◆ **Problem to solve**: All of the records listed below should be retyped exactly.

◆ **Entries supplied**:
==========
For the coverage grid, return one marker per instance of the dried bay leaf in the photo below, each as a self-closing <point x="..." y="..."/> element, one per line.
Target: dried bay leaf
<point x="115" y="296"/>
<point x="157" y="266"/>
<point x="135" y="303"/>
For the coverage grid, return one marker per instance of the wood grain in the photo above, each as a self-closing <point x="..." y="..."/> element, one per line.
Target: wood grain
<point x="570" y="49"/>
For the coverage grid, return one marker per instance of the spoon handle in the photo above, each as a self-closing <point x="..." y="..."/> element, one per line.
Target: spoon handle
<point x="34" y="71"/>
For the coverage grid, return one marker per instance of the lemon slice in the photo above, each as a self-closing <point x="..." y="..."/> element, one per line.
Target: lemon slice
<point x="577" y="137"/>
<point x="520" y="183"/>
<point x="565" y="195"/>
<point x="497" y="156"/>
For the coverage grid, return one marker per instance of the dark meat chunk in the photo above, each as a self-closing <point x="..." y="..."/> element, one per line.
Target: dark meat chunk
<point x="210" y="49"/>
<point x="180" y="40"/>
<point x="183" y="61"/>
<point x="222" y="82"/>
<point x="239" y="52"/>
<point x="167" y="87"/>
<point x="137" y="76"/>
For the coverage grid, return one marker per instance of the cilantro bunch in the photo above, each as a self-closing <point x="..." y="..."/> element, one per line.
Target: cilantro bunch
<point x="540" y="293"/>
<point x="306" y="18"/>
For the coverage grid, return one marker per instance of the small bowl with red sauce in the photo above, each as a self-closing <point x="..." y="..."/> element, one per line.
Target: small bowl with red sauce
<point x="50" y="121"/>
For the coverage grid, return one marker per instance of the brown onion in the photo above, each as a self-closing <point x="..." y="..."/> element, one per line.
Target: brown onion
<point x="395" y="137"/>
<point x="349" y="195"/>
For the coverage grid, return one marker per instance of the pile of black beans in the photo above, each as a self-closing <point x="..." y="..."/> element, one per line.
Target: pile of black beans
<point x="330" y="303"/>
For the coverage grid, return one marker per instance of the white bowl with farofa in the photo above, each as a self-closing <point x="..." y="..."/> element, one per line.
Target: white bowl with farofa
==========
◆ **Correct result**:
For the coverage grid, return one marker per instance of the dried bay leaf in the photo below, each as a self-closing <point x="..." y="..."/> element, one per line.
Target: dried bay leaf
<point x="115" y="296"/>
<point x="157" y="266"/>
<point x="135" y="303"/>
For the coverage grid, return one marker per instance of the wood grain in the photo above, each as a self-closing <point x="..." y="..."/> element, one per line.
Target: wood grain
<point x="570" y="49"/>
For the coverage grid, return one marker per instance of the spoon handle in the photo above, each as a self-closing <point x="..." y="..."/> element, one per line.
Target: spoon handle
<point x="34" y="71"/>
For the coverage grid, return one marker per instance of the lemon slice in the photo above, each as a self-closing <point x="..." y="..."/> element, one per line.
Target: lemon slice
<point x="577" y="137"/>
<point x="520" y="183"/>
<point x="565" y="195"/>
<point x="497" y="156"/>
For the coverage grid, return one marker per instance of the dark meat chunk in the photo above, each as a self-closing <point x="..." y="..."/> element, one per line.
Target: dark meat chunk
<point x="210" y="49"/>
<point x="180" y="40"/>
<point x="183" y="61"/>
<point x="222" y="82"/>
<point x="239" y="52"/>
<point x="167" y="87"/>
<point x="137" y="76"/>
For the coverage grid, return one marker per instance of the cilantro bunch in the photo above, each as a self-closing <point x="..." y="..."/> element, one per line.
Target: cilantro bunch
<point x="540" y="293"/>
<point x="306" y="18"/>
For the coverage grid, return one marker per instance of the small bowl with red sauce in the photo above, each as a self-closing <point x="..." y="..."/> element, one per line.
Target: small bowl with red sauce
<point x="50" y="121"/>
For the coverage grid, return one marker per instance of the brown onion in the photo above, each as a self-closing <point x="..." y="..."/> element, one per line.
Target: brown onion
<point x="395" y="137"/>
<point x="349" y="195"/>
For the coverage grid, return one marker per instance of the pile of black beans in the photo above, each as a self-closing <point x="..." y="..."/> element, one per line.
Target: pile of black beans
<point x="330" y="303"/>
For the coverage grid, return one marker per instance of the white bowl with farofa in the photo above, each as a self-closing <point x="..." y="..."/> element, one per line.
Target: white bowl with farofa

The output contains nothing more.